## [What to do]
Copy out the records verbatim, from the line holding "# Outline the region of every instance of the plain" through the line holding "[[234,152],[239,152],[239,142],[234,143]]", both of those lines included.

::: Supplied data

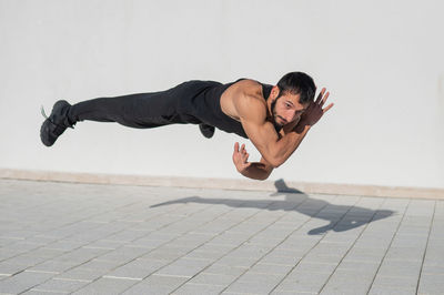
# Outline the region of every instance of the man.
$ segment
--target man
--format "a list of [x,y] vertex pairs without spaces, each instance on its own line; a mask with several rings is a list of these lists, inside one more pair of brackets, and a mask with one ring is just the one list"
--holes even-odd
[[284,163],[333,103],[323,108],[329,92],[314,101],[313,79],[302,72],[285,74],[278,85],[240,79],[221,84],[189,81],[170,90],[100,98],[74,105],[56,102],[40,129],[44,145],[51,146],[67,130],[83,120],[118,122],[131,128],[155,128],[173,123],[199,124],[211,138],[214,128],[250,139],[262,159],[249,162],[245,145],[234,144],[233,163],[250,179],[265,180]]

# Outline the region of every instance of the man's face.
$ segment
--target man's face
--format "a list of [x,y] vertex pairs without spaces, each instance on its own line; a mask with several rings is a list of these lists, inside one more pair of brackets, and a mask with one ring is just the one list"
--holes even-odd
[[309,108],[309,103],[299,102],[300,94],[283,93],[271,105],[274,124],[283,126],[301,119],[302,113]]

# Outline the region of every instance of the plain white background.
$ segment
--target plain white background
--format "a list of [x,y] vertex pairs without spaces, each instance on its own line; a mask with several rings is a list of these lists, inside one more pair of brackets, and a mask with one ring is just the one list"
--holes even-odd
[[236,179],[241,138],[196,125],[80,122],[40,142],[75,103],[201,79],[275,84],[311,74],[335,106],[271,180],[444,187],[442,1],[0,0],[0,167]]

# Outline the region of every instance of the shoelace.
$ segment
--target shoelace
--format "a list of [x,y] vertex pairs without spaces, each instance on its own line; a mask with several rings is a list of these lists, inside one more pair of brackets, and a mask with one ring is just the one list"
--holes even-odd
[[[44,112],[43,105],[40,105],[40,112],[44,116],[44,119],[49,119],[47,113]],[[50,120],[51,121],[51,120]]]
[[[51,121],[51,119],[49,119],[49,116],[47,115],[47,113],[44,112],[44,108],[43,105],[40,105],[40,112],[41,114],[44,116],[44,119],[48,119],[52,124],[57,125],[54,122]],[[74,129],[74,125],[69,126],[71,129]]]

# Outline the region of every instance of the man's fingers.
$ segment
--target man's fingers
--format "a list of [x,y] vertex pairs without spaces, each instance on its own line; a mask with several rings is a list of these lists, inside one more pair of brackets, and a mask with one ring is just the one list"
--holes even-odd
[[329,95],[330,95],[330,92],[325,93],[324,98],[322,99],[322,101],[320,103],[321,108],[322,108],[322,105],[324,105],[324,103],[325,103],[326,99],[329,98]]
[[325,113],[326,111],[329,111],[330,109],[332,109],[334,105],[334,103],[330,103],[326,108],[324,108],[322,111]]
[[320,103],[320,101],[322,100],[322,96],[324,95],[324,93],[325,93],[325,88],[323,88],[321,90],[320,94],[317,95],[317,99],[316,99],[315,103]]
[[234,152],[239,152],[239,142],[234,143]]

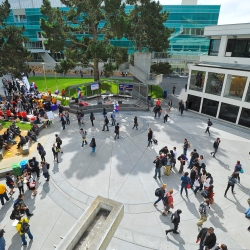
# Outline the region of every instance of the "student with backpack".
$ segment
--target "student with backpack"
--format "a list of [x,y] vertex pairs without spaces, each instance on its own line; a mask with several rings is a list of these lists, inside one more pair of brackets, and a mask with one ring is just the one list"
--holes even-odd
[[212,125],[213,125],[213,123],[210,121],[210,119],[208,119],[208,120],[207,120],[207,129],[206,129],[205,133],[208,132],[208,134],[210,135],[209,129],[210,129],[210,127],[211,127]]
[[166,216],[167,212],[171,213],[171,211],[169,211],[170,208],[172,209],[174,208],[174,198],[172,194],[173,194],[173,189],[170,189],[163,198],[163,205],[164,205],[164,211],[162,212],[163,216]]
[[205,199],[199,206],[200,219],[196,223],[198,227],[202,226],[207,221],[209,207],[209,199]]
[[240,161],[237,161],[236,165],[234,167],[234,173],[235,173],[236,178],[238,179],[238,183],[240,183],[240,173],[243,173],[242,170],[243,169],[242,169],[242,166],[240,164]]
[[30,225],[28,218],[20,218],[19,222],[16,225],[16,230],[20,234],[23,246],[27,246],[27,241],[25,239],[25,234],[28,234],[30,240],[33,240],[33,235],[30,232]]
[[109,119],[108,119],[107,116],[105,116],[105,118],[104,118],[104,125],[103,125],[102,131],[105,131],[105,127],[107,128],[107,131],[109,131],[109,126],[108,126],[108,124],[109,124]]
[[154,202],[154,206],[157,206],[156,204],[164,198],[166,193],[166,188],[167,184],[162,184],[160,188],[157,188],[155,190],[155,196],[158,197],[158,199]]
[[61,148],[61,145],[62,145],[62,140],[61,140],[61,138],[58,136],[58,134],[55,134],[55,137],[56,137],[56,146],[59,148],[59,151],[61,152],[61,153],[63,153],[63,151],[62,151],[62,148]]
[[227,188],[225,190],[225,194],[224,196],[227,197],[227,191],[228,189],[231,187],[231,190],[232,190],[232,194],[235,194],[234,192],[234,185],[237,183],[237,174],[235,173],[232,173],[231,176],[228,176],[228,183],[227,183]]

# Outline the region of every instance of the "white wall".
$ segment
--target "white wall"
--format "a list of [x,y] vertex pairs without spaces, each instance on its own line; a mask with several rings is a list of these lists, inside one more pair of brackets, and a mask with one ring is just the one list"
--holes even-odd
[[[190,79],[191,79],[190,76],[191,76],[191,71],[192,70],[205,71],[206,72],[206,76],[207,76],[208,72],[223,73],[223,74],[225,74],[221,96],[217,96],[217,95],[205,93],[206,81],[204,83],[204,87],[203,87],[203,91],[202,92],[195,91],[195,90],[190,90],[189,89],[189,84],[190,84]],[[246,82],[246,86],[245,86],[245,90],[244,90],[244,93],[243,93],[242,100],[235,100],[235,99],[223,97],[224,92],[226,90],[225,88],[226,88],[226,82],[227,82],[227,76],[228,75],[238,75],[238,76],[248,77],[247,82]],[[206,79],[207,79],[207,77],[206,77]],[[201,107],[202,107],[202,103],[203,103],[203,98],[214,100],[214,101],[218,101],[219,102],[219,108],[218,108],[218,112],[217,112],[216,118],[218,118],[218,116],[219,116],[220,105],[221,105],[222,102],[240,107],[239,108],[238,117],[237,117],[237,121],[236,121],[236,124],[238,124],[238,121],[239,121],[239,118],[240,118],[240,114],[241,114],[241,109],[242,108],[250,109],[250,103],[243,101],[243,100],[245,100],[248,88],[250,87],[249,80],[250,80],[250,72],[247,72],[247,71],[228,70],[228,69],[211,68],[211,67],[200,67],[200,66],[190,66],[187,94],[201,97],[202,98]],[[200,113],[201,113],[201,107],[200,107]]]

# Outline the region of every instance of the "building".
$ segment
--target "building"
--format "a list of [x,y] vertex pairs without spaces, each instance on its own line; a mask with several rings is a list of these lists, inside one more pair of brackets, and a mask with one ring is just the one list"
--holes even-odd
[[208,55],[190,66],[189,108],[250,128],[250,23],[210,26]]
[[[163,6],[163,9],[170,13],[165,25],[169,28],[175,28],[175,32],[170,38],[168,51],[171,58],[166,58],[166,53],[155,54],[154,62],[168,60],[176,71],[181,72],[187,69],[187,63],[198,62],[201,54],[207,54],[209,39],[204,36],[204,28],[217,25],[220,5],[197,5],[197,1],[183,0],[181,5]],[[24,35],[30,39],[25,46],[33,55],[30,65],[39,65],[41,62],[53,64],[55,61],[60,61],[63,54],[51,55],[45,50],[43,44],[44,38],[40,29],[42,0],[9,0],[9,2],[11,12],[6,22],[9,25],[25,27]],[[52,7],[60,7],[64,11],[68,9],[60,0],[51,0],[51,5]],[[126,6],[126,12],[131,9],[133,6]],[[127,47],[129,54],[134,53],[132,42],[127,39],[114,39],[111,43]]]

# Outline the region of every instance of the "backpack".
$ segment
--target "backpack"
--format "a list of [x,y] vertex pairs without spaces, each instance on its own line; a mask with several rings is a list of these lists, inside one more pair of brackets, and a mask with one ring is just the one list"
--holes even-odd
[[203,191],[201,192],[201,196],[203,196],[204,198],[207,198],[207,196],[208,196],[207,190],[203,190]]
[[21,233],[27,233],[30,230],[30,225],[27,222],[18,222],[21,224]]
[[160,195],[161,195],[161,188],[156,188],[155,196],[160,197]]
[[199,212],[201,214],[206,214],[206,205],[204,204],[204,202],[202,202],[199,206]]

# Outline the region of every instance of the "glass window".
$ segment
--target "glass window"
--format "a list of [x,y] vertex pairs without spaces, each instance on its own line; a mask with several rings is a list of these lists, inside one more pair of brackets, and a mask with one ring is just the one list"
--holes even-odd
[[225,75],[208,72],[205,92],[213,95],[221,95]]
[[201,113],[216,117],[218,106],[219,102],[204,98]]
[[189,89],[202,91],[204,86],[205,75],[206,75],[205,71],[192,70]]
[[239,125],[250,128],[250,109],[242,108]]
[[189,109],[199,112],[201,105],[201,97],[188,95]]
[[208,55],[209,56],[218,56],[220,48],[220,39],[211,39]]
[[227,103],[221,103],[219,118],[229,122],[236,122],[239,107]]
[[245,76],[228,75],[224,97],[241,100],[247,82]]

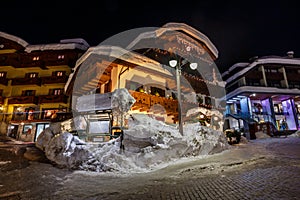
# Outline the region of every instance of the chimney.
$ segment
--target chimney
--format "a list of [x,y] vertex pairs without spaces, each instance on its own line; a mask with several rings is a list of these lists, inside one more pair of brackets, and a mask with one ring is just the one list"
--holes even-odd
[[287,53],[288,58],[293,58],[294,57],[294,52],[293,51],[288,51]]

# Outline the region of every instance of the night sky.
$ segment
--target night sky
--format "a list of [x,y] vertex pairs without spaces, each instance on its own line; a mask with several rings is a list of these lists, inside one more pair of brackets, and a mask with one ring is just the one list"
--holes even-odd
[[1,1],[0,31],[29,44],[83,38],[91,46],[134,28],[186,23],[205,34],[219,51],[223,72],[253,56],[300,58],[296,1]]

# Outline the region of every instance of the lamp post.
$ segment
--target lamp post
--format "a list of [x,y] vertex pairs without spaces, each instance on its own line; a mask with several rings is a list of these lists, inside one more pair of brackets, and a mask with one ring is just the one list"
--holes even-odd
[[[179,125],[179,132],[183,135],[183,125],[182,125],[182,115],[181,115],[181,84],[180,84],[180,76],[181,76],[181,67],[186,64],[185,63],[178,63],[177,60],[170,60],[169,65],[171,67],[175,67],[176,69],[176,85],[177,85],[177,101],[178,101],[178,125]],[[197,69],[197,63],[190,63],[190,68],[192,70]]]

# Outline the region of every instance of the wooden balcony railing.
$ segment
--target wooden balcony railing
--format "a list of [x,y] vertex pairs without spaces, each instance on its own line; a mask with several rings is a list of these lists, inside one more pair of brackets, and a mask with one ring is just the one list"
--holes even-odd
[[41,85],[40,78],[13,78],[11,85]]
[[300,74],[296,73],[286,73],[288,81],[299,81],[300,80]]
[[5,99],[5,97],[0,96],[0,104],[4,104],[4,99]]
[[7,84],[8,84],[8,79],[7,79],[7,78],[1,77],[1,78],[0,78],[0,84],[1,84],[1,85],[7,86]]
[[38,96],[38,103],[67,103],[68,97],[66,95],[40,95]]
[[46,76],[41,77],[42,84],[52,84],[52,83],[66,83],[68,77],[67,76]]
[[163,106],[168,114],[175,114],[178,108],[178,101],[174,99],[168,99],[165,97],[159,97],[154,95],[145,94],[142,92],[129,91],[136,103],[134,106],[139,107],[140,110],[146,111],[151,106],[159,104]]
[[8,99],[8,104],[37,104],[36,96],[17,96],[10,97]]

::::::

## [The completed task]
# Outline the region of every instance of the plain white background.
$ segment
--target plain white background
--format "a list of [x,y] vertex pairs without spaces, each instance on its own line; a mask with several rings is a list of these lists, inside one more pair of brackets, and a mask with one ring is just the one list"
--holes even-odd
[[236,179],[241,138],[196,125],[80,122],[40,142],[75,103],[201,79],[275,84],[311,74],[335,106],[271,180],[444,187],[442,1],[0,0],[0,167]]

# Outline the region of every instance of the shoelace.
$ segment
--target shoelace
--format "a list of [x,y] vertex pairs without spaces, each instance on its own line; a mask with several rings is a list of these lists, inside one more pair of brackets, and a mask with one ring is just the one list"
--holes even-odd
[[[44,112],[43,105],[40,105],[40,112],[44,116],[44,119],[49,119],[47,113]],[[50,120],[51,121],[51,120]]]
[[[51,121],[51,119],[49,119],[49,116],[47,115],[47,113],[44,112],[44,108],[43,105],[40,105],[40,112],[41,114],[44,116],[44,119],[48,119],[52,124],[57,125],[54,122]],[[74,129],[74,125],[69,126],[71,129]]]

# Outline the region of every instance of the man's fingers.
$ segment
--target man's fingers
--format "a list of [x,y] vertex pairs without spaces, each instance on its own line; a mask with several rings is a list of these lists, inside one more pair of brackets, and a mask with one ring is just the one list"
--holes even-odd
[[329,95],[330,95],[330,92],[325,93],[324,98],[322,99],[322,101],[320,103],[321,108],[322,108],[322,105],[324,105],[324,103],[325,103],[326,99],[329,98]]
[[325,113],[326,111],[329,111],[330,109],[332,109],[334,105],[334,103],[330,103],[326,108],[324,108],[322,111]]
[[320,103],[320,101],[322,100],[322,96],[324,95],[324,93],[325,93],[325,88],[323,88],[321,90],[320,94],[317,95],[317,99],[316,99],[315,103]]
[[234,152],[239,152],[239,142],[234,143]]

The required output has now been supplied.